Could you give back the whole listing exactly as written?

====================

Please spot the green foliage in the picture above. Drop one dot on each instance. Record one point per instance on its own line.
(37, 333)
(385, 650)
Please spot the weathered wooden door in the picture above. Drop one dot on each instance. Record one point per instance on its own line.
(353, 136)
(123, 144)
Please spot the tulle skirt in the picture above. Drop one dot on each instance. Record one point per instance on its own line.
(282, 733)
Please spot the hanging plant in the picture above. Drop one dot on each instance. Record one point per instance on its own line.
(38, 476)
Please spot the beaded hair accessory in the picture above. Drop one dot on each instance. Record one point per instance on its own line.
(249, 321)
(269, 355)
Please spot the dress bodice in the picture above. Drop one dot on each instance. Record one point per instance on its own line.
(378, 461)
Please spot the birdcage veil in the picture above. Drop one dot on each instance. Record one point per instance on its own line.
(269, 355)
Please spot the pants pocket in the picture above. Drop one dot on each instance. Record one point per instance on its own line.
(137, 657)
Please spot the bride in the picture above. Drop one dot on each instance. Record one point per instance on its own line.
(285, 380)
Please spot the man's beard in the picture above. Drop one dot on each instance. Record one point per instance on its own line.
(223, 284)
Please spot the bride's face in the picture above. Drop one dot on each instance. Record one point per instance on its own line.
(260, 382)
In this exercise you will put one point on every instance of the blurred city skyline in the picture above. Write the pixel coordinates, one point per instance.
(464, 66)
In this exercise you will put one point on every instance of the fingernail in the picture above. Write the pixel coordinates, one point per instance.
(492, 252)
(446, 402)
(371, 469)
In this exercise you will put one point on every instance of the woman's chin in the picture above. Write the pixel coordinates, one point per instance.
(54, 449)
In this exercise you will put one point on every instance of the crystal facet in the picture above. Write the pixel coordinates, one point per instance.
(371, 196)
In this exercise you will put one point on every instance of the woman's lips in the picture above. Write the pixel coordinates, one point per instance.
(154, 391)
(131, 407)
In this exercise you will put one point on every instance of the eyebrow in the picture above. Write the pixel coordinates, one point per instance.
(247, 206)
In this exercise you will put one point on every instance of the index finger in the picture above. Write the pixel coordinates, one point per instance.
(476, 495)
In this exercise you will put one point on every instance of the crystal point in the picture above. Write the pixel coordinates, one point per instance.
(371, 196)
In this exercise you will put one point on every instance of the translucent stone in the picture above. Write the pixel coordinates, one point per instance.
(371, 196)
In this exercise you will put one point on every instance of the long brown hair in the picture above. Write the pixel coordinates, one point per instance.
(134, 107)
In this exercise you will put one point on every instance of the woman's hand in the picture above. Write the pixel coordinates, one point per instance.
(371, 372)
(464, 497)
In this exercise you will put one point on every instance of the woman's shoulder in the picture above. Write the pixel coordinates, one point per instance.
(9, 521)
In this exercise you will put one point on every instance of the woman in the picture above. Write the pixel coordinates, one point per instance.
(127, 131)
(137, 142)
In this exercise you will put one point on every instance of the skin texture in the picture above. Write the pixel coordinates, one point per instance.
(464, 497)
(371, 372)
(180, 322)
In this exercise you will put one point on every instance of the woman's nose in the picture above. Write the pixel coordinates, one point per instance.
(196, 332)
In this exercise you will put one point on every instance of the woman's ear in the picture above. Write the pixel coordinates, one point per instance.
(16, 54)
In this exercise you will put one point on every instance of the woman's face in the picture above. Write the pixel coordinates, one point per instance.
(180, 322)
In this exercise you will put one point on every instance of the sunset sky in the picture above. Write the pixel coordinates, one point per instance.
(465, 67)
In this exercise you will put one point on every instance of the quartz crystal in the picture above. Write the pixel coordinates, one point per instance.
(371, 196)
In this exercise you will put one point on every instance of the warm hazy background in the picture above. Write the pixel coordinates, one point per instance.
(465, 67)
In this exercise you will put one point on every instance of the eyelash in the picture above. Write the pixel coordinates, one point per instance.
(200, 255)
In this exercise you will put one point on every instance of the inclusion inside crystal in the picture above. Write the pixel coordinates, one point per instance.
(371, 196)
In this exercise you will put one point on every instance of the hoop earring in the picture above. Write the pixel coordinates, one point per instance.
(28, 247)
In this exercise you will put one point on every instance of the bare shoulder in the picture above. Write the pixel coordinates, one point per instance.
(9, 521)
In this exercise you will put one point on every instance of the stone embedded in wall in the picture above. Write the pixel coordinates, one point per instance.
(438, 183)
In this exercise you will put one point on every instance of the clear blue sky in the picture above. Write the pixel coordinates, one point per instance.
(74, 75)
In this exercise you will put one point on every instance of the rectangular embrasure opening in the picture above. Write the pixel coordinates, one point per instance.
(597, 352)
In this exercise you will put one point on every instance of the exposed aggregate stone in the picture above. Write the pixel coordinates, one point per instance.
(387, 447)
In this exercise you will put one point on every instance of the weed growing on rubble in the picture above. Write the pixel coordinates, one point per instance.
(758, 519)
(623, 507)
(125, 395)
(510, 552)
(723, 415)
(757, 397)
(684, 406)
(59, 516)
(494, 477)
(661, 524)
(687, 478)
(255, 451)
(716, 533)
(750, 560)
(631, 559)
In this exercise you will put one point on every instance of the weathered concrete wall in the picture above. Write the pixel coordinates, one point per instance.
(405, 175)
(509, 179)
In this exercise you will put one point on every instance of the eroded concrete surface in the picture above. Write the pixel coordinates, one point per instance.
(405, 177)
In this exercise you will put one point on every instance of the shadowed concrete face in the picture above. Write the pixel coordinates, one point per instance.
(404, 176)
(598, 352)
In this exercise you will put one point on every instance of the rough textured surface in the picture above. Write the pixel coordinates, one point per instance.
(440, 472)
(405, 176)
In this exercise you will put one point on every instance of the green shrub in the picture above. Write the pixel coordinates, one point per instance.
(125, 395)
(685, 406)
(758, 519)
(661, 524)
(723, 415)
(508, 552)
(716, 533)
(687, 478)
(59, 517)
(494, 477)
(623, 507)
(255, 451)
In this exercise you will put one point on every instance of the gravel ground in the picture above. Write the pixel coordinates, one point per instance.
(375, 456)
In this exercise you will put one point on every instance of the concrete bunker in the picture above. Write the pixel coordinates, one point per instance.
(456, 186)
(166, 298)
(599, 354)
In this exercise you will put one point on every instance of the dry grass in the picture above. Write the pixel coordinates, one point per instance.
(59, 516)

====================

◆ **ANSWER AREA**
Please spot the green foliage in the picture above. Drop one dot on each instance. Record one point per instance on its own line.
(37, 333)
(385, 650)
Please spot the weathered wooden door in the picture above. Drop one dot on each instance. Record one point per instance on its own line.
(353, 136)
(123, 144)
Please spot the tulle skirt in the picture above. Drop one dot on each instance. Record one point per instance on its own line.
(282, 733)
Please spot the hanging plant in the picture above. Drop one dot on each instance. Record one point per instance on its own line.
(38, 476)
Please spot the beaded hair accessory in the picture above. Drop one dot on each instance. Record one point per instance on its own line.
(249, 321)
(269, 355)
Please spot the dress bodice in the picture above. Drop one dot on each instance. Record one point per instance on its own line.
(378, 461)
Please spot the birdcage veil in the picture above. Drop one dot on each instance. Record one point per instance on its own line.
(269, 355)
Please spot the pants pocket in the picture above. Drop one dot on each instance. Record one point per instance on its own line.
(137, 657)
Please spot the bride in the picture above. Drop one dot on each instance. Record one point per instance on its own line.
(285, 380)
Please spot the man's beard in the picture above. Drop one dot on each instance. Record one point per instance on its own line.
(223, 284)
Please spot the bride's face in the picture above. Drop one dot on each instance. Record one point per instance on its own line.
(260, 382)
In this exercise you will put one point on every instance of the blurred city skyline in the picture above. Write the pixel coordinates, one point per instance.
(464, 66)
In this exercise you will put one point on every instance of the fingernail in the picture above. Write the pixel coordinates, one point per instance.
(492, 252)
(446, 402)
(371, 469)
In this exercise you will put one point on every instance of the woman's chin in the picture above. Write the pixel coordinates, one point per instance.
(54, 449)
In this exercise you will put one point on every instance of the crystal facet in the picture above. Write the pixel coordinates, one point per instance.
(371, 196)
In this exercise you will put one point on every instance of the woman's lips in the picture above. Write the pixel coordinates, one point per instance.
(154, 391)
(131, 407)
In this exercise you will put one point on every instance of the eyebrow in the picture above. Write the pixel coordinates, one point per instance.
(247, 206)
In this exercise you will put one point on every instance of the index finger in the picture above. Write the pixel coordinates, one point per instance.
(476, 495)
In this exercise you will put one point on every instance of the crystal point in the picture above. Write the pixel coordinates, one point per instance.
(371, 196)
In this exercise you will put one point on every instance of the translucent stone in the picture above. Write the pixel coordinates, one point per instance.
(371, 196)
In this exercise you will put one point on every instance of the long brown hair in the picture above. Write the pixel coordinates, one point per instance.
(134, 107)
In this exercise you will put one point on every instance of the woman's hand in the picture above. Write the pixel coordinates, one point per instance.
(371, 372)
(464, 497)
In this exercise you will put one point on every instance of the woman's shoulder in the picture above. Write the pixel coordinates, one point per instance.
(9, 521)
In this exercise you will put one point on every instance of the woman in the picture above. Write the pixel coordinates, one point per instance.
(127, 131)
(137, 142)
In this exercise you will put one point on every instance of the skin texture in the picture above. Write the pixel coordinates, one point per instance.
(464, 497)
(371, 372)
(180, 322)
In this exercise you will put one point on every instance of the woman's nose in the picture above. Write the pixel coordinates, one point per instance.
(196, 332)
In this exercise you will put one point on every instance of the woman's ear in the picture above. Write the pixel coordinates, one point per instance.
(16, 54)
In this exercise you will put one point on every instance of the woman's face in the picture above. Write the pixel coordinates, one point per instance.
(180, 322)
In this exercise you will put one point on every instance of the sunset sky in the picture above. Write the pixel coordinates, one point per instance.
(465, 67)
In this exercise you will put one point on every instance of the quartz crystal in the picture above. Write the pixel coordinates, one point per instance.
(371, 196)
In this exercise you will put one point on every instance of the warm hazy background in the picture above. Write the pixel coordinates, one point per instance.
(465, 67)
In this exercise you will put one point on every instance of the eyelash in the picture above. Write the pixel coordinates, one point per instance.
(200, 255)
In this exercise you will put one point on every instance of the inclusion inside crystal in the picture above. Write the pixel coordinates, one point per instance.
(371, 196)
In this exercise you will put one point on every instance of the hoop earring in the picture above. Write the pixel coordinates, one point per instance.
(28, 247)
In this exercise you will put one point on every instance of the bare shoulder in the picture above. Write the pixel coordinates, one point per instance.
(9, 521)
In this exercise you will put one point on every instance of the stone embedded in wall in the picture above. Write the pixel coordinates, one point per instance.
(438, 183)
In this exercise you will put one point on every instance of the clear blue sky in the picture above. Write the pixel coordinates, one point per instance.
(74, 75)
In this exercise you will put one point on every instance of the rectangular embrasure opening in the picture above. Write the pixel coordinates, one point per instance.
(597, 352)
In this exercise you will put one point on every instance of the exposed aggregate stone in the picture above. Write the pixel coordinates, one point per instance.
(387, 447)
In this exercise you will put one point on every instance of the weed growing on rubble in the picture above. Write the pixel coordinates, one point per instance.
(758, 519)
(623, 507)
(125, 395)
(510, 552)
(723, 415)
(757, 397)
(684, 406)
(59, 516)
(494, 477)
(661, 524)
(687, 478)
(255, 451)
(716, 533)
(750, 560)
(631, 559)
In this exercise you will put one point on every instance of the weathered concrete wall in the picture above. Write the pixel coordinates, one point per instance.
(405, 175)
(509, 179)
In this exercise you will put one point on every instance of the eroded concrete surface in the picture above. Write the pixel coordinates, one point per instance.
(405, 177)
In this exercise you will put one point on every instance of the shadowed concrete face in the picture above. Write the pixel coordinates, one point per instance.
(404, 176)
(598, 352)
In this exercise you will put one point on every instance of the rough textured surface in the picture above. Write the pixel coordinates, one point per instance.
(440, 472)
(405, 176)
In this exercise you will put one point on every instance of the green shrub in the picture above. Write the pixel coordinates, one point per instance.
(125, 395)
(685, 406)
(758, 519)
(661, 524)
(723, 415)
(508, 552)
(716, 533)
(687, 478)
(59, 517)
(494, 477)
(623, 507)
(255, 451)
In this exercise you will put one point on every instance of the gravel ground in the picture above. Write the pixel coordinates, one point per instance.
(375, 456)
In this exercise you will put one point on every instance of the concrete bunker in the picture above. Write the pixel coordinates, one point per instance.
(456, 186)
(166, 298)
(599, 354)
In this exercise you will put one point on every instance of the dry grass in the picture above. Write the pixel coordinates, one point per instance.
(59, 516)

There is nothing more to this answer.